> **EXERCÍCIOS**:
a: Responda a estas perguntas com base no texto sobre a declaração do Presidente, que vem abaixo:
(i) Quem o Presidente decidiu indigitar primeiro-ministro?
(ii) Que partidos a declaração exclui da vida pública, diretamente ou por arrasto?
(iii) Segundo a prática que Cavaco Silva inaugura em Portugal, até quando se fazem eleições?
b: No texto sobre a declaração do Presidente, transforme numa lista curta o parágrafo que começa por "Embora não o tenha dito explicitamente", mantendo os factos principais.
c: Prossiga o texto sobre a declaração do Presidente a partir do ponto em que termina.
##### EXCERTO DO TEXTO #####
24 outubro, 2015

Declaração de guerra

1. O que fez o Presidente da República na sua declaração foi dar uma chicotada nos portugueses – por singular coincidência, a maioria – de que ele considera não ser o Presidente. Não foi uma chicotada psicológica, mas uma chicotada real. Ao justificar a sua decisão de indigitar Passos Coelho primeiro-ministro – uma decisão em si acertada – com uma declaração de exclusão da vida pública do BE e do PCP e, por arrasto, do PS, abriu uma crise política e institucional cujas consequências estão longe de ser adivinhadas.
2. Embora não o tenha dito explicitamente, disse com clareza suficiente que não dará posse a um Governo PS-BE-PCP, com maioria parlamentar, que ele entende ser maldito, sugerindo que, mesmo que o Governo PSD-CDS não passe na Assembleia poderá deixá-lo em gestão até que haja condições para haver novas eleições. O facto de apenas o ter subentendido pode indicar que possa recuar, mas o tom agressivo das suas considerações faz com que, se o fizer, isso equivalha a uma gigantesca manifestação de incoerência e impotência, em si mesma um factor de instabilidade.
3. Mais: significa que, ao indigitar Passos Coelho, não está apenas a proceder a um acto normal pelo facto de a coligação ter ganho as eleições, o que é em si mais que aceitável, está a fazê-lo para que este permaneça no seu lugar de governo, sem poderes e em conflito permanente com a maioria parlamentar, por longos meses. Cavaco Silva inaugura em Portugal uma prática que já tinha péssimos precedentes na Europa: a de que se fazem todas as eleições precisas até que o resultado seja satisfatório. Ou seja, até que ganhem aqueles que se consideram os detentores naturais do poder, até que o PSD-CDS ganhe com maioria absoluta.
##### MATERIAL FORNECIDO #####
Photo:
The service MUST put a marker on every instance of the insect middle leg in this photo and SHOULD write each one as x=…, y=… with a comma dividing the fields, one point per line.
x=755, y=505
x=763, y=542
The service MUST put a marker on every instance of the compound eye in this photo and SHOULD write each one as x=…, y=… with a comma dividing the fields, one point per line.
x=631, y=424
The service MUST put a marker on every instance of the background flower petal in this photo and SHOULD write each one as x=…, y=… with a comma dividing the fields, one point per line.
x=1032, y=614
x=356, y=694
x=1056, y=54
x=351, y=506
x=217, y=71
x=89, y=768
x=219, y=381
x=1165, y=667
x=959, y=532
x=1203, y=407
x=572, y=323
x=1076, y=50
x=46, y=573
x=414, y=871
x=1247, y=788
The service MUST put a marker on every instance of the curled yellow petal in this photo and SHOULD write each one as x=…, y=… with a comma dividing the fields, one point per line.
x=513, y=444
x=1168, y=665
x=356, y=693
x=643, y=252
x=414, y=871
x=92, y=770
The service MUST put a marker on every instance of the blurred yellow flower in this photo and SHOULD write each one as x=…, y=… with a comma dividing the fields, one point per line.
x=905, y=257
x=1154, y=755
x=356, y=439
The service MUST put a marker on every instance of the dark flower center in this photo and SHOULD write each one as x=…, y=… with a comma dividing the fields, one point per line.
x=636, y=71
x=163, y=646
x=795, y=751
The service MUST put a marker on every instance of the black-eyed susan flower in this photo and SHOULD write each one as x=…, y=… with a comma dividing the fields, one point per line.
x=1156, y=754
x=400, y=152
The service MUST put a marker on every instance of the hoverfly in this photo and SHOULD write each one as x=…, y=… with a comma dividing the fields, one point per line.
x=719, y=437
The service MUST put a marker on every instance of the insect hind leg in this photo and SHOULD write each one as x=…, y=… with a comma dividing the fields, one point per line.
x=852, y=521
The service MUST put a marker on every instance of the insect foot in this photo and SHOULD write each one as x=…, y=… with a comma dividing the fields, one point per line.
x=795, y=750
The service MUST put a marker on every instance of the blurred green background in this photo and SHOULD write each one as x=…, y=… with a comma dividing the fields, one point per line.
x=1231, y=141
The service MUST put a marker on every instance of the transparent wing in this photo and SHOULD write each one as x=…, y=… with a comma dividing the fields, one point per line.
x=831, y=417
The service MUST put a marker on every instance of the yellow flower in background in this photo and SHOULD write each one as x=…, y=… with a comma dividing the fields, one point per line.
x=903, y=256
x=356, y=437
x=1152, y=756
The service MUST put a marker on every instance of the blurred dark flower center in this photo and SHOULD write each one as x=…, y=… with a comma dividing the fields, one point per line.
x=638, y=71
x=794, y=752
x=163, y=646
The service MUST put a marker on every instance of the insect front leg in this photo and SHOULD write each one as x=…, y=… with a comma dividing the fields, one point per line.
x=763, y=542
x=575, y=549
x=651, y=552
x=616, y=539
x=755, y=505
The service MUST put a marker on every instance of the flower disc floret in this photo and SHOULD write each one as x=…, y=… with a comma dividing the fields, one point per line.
#####
> **RESULTADOS FINAIS**:
a:
(i) Passos Coelho.
(ii) O BE e o PCP e, por arrasto, o PS.
(iii) Até que o resultado seja satisfatório, ou seja, até que o PSD-CDS ganhe com maioria absoluta.

b:
- Sem o dizer explicitamente, o Presidente deixou claro que não dará posse a um Governo PS-BE-PCP com maioria parlamentar.
- Sugeriu que, mesmo que o Governo PSD-CDS não passe na Assembleia, o poderá manter em gestão até haver condições para novas eleições.
- Por ter sido apenas subentendido, pode recuar.
- Dado o tom agressivo, um recuo seria uma enorme manifestação de incoerência e impotência e, por si só, um factor de instabilidade.

c:
4. Num só acto o Presidente garantiu longos meses de instabilidade política, um confronto permanente entre instituições, uma enorme radicalização da vida política, e tornou-se responsável pelas consequências económicas que daí advenham. A aceitarem este rumo, Cavaco Silva e Passos Coelho passam a ser os principais sujeitos dos efeitos negativos na economia e na sociedade, desta instabilidade, enquanto se poderia considerar que seriam António Costa e a maioria de esquerda os responsáveis, caso existissem esses mesmos efeitos como consequência de um seu Governo.
5. Cavaco Silva ajudou a inverter a vitimização de que o PSD-CDS precisava em termos eleitorais, e este é apenas um dos efeitos perversos da sua comunicação. Na verdade, o que é ainda mais grave é que se mostrou disposto a deteriorar a situação económica do país, e a sua posição face aos “mercados”, que até agora não reflectiram o catastrofismo do discurso interno do PSD-PS e externo do PPE, e que, se agora o começarem a fazer, é porque o Presidente abriu uma frente de guerra e de instabilidade que dificilmente se resolverá.
6. Outro dos efeitos perversos da comunicação presidencial foi dar uma enorme contribuição para que no PS, no BE e no PCP se perceba, com uma clareza meridiana, o que está em jogo e que estão sob um ataque sem tréguas destinado a eternizar a direita no poder, com todos os meios e recursos, de que esta dispõe e que hoje são muitos. A direita teve dois milhões de votos, menos do que a esquerda, mas mesmo assim reveladores de que existe a seu favor um importante movimento de opinião pública, a que se começa a apelar à mobilização, mesmo para o local onde até agora não existia, a rua. A agressividade desses apelos revela que compreendeu que a possibilidade de haver uma expressão política conjunta à esquerda que ultrapasse as divisões históricas que a separavam é um muito sério risco para uma hegemonia que consideravam garantida pela fusão dos votos do CDS e do PSD.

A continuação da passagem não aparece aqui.